*Job*: Can you rewrite the rows below, swapping every "blue canopy tent" for "blue shade tent" and leaving everything else as it is?
>> Begin Material to process
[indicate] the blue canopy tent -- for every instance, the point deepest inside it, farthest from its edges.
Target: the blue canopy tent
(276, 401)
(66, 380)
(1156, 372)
>> End Material to process
*Completed exercise*:
[indicate] the blue shade tent -- for every instance, the point deepest inside it, farthest from its edges.
Target: the blue shade tent
(276, 401)
(66, 380)
(1156, 372)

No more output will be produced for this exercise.